- **Extrait**:
────────────────────────────────────────

A en croire Hollande, une " dynamique de victoire "
serait engagée et les sondages lui sont aujourd'hui favorables.
La campagne vient de franchir une étape et s'accélère.
Même s'il y avait bien peu de suspens auparavant, la désignation
de la candidate du PS a clarifié la situation et amené depuis
une semaine ses concurrents à prendre position, dans la perspective d'un
futur gouvernement de gauche.
Le " désir d'avenir " de Ségolène Royal
et du Parti socialiste est transparent
Ils postulent et se préparent
à revenir aux affaires au sommet de l'Etat, à prendre toute leur
place dans la gestion des intérêts de la bourgeoisie alors même
que celle-ci accroît son offensive dans un contexte de concurrence exacerbée.
Pour les travailleurs, face à la dynamique " pour battre la
droite " et la perspective d'un nouveau gouvernement de gauche, l'heure
est à garder toute notre lucidité et notre indépendance
pour défendre nos propres intérêts.
La nette victoire de Ségolène Royal n'est pas due à on
ne sait quelle qualité, mais simplement au fait qu'elle s'est imposée
comme étant la mieux à même de porter l'évolution
du Parti socialiste, totalement acquis et intégré au libéralisme.
Son discours se veut simple : " Le monde a changé,
la France a bougé, alors la politique doit changer. Je veux non seulement
incarner ce changement profond mais le construire avec vous "
Elle se veut ouverte à toutes les propositions et a annoncé une
campagne participative, à l'écoute du " peuple français "
sur l'insécurité, l'éducation, la vie chère, l'environnement
" pour construire les réformes que nous ferons demain ".
Celle qui promet " l'ordre juste " en surfant sur
la démagogie sécuritaire appelle à ne pas avoir " peur
des idées neuves ", des idées ni de droite ni de
gauche, qui tiennent compte des " réalités des gens "
et du " monde qui change "

────────────────────────────────────────

- **Données extraites**:
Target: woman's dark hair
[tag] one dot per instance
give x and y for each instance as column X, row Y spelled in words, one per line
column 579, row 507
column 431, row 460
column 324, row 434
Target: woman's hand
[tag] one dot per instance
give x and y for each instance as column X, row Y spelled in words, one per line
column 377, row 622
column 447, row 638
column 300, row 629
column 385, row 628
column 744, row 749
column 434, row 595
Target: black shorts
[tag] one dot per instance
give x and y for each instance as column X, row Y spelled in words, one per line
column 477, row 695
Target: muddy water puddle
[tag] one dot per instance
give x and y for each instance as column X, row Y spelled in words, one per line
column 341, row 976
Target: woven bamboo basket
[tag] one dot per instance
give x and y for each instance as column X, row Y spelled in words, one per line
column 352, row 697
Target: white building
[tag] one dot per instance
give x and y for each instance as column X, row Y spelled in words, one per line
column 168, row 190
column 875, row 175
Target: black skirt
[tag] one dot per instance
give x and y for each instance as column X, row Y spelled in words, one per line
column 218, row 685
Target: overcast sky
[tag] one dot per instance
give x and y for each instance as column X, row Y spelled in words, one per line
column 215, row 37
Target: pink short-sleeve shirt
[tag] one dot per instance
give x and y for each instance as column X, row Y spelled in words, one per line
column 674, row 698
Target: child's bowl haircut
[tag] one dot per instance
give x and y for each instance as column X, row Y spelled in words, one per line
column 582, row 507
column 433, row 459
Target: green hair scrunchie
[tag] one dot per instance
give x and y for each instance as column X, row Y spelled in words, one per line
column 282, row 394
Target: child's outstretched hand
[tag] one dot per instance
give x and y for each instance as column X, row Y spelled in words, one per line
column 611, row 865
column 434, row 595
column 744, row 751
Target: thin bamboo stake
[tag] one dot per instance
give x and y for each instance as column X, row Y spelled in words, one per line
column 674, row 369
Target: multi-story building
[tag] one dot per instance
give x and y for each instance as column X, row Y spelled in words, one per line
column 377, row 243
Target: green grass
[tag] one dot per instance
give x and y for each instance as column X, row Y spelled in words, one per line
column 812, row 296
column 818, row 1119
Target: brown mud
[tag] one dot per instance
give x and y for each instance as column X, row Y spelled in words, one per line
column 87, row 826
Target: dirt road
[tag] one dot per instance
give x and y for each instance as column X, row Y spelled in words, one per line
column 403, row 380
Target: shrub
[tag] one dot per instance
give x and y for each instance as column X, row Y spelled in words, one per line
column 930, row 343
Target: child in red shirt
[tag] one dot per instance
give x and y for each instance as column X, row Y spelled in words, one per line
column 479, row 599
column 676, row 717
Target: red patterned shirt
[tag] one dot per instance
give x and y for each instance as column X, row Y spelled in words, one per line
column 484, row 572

────────────────────────────────────────

- **Consigne**:
Pour chacune des affirmations suivantes, répondez par oui ou par non selon qu'elle concorde avec l'extrait, en citant mot pour mot les termes décisifs : 1. La campagne est en train de s'accélérer. 2. La victoire de Ségolène Royal est attribuée à une qualité personnelle particulière. 3. Ségolène Royal a annoncé une campagne participative. Les items n'ont pas besoin d'être consultés.

- **Réponse à la consigne**:
1. Oui : « La campagne vient de franchir une étape et s'accélère. »
2. Non : « La nette victoire de Ségolène Royal n'est pas due à on ne sait quelle qualité, mais simplement au fait qu'elle s'est imposée comme étant la mieux à même de porter l'évolution du Parti socialiste ».
3. Oui : « a annoncé une campagne participative ».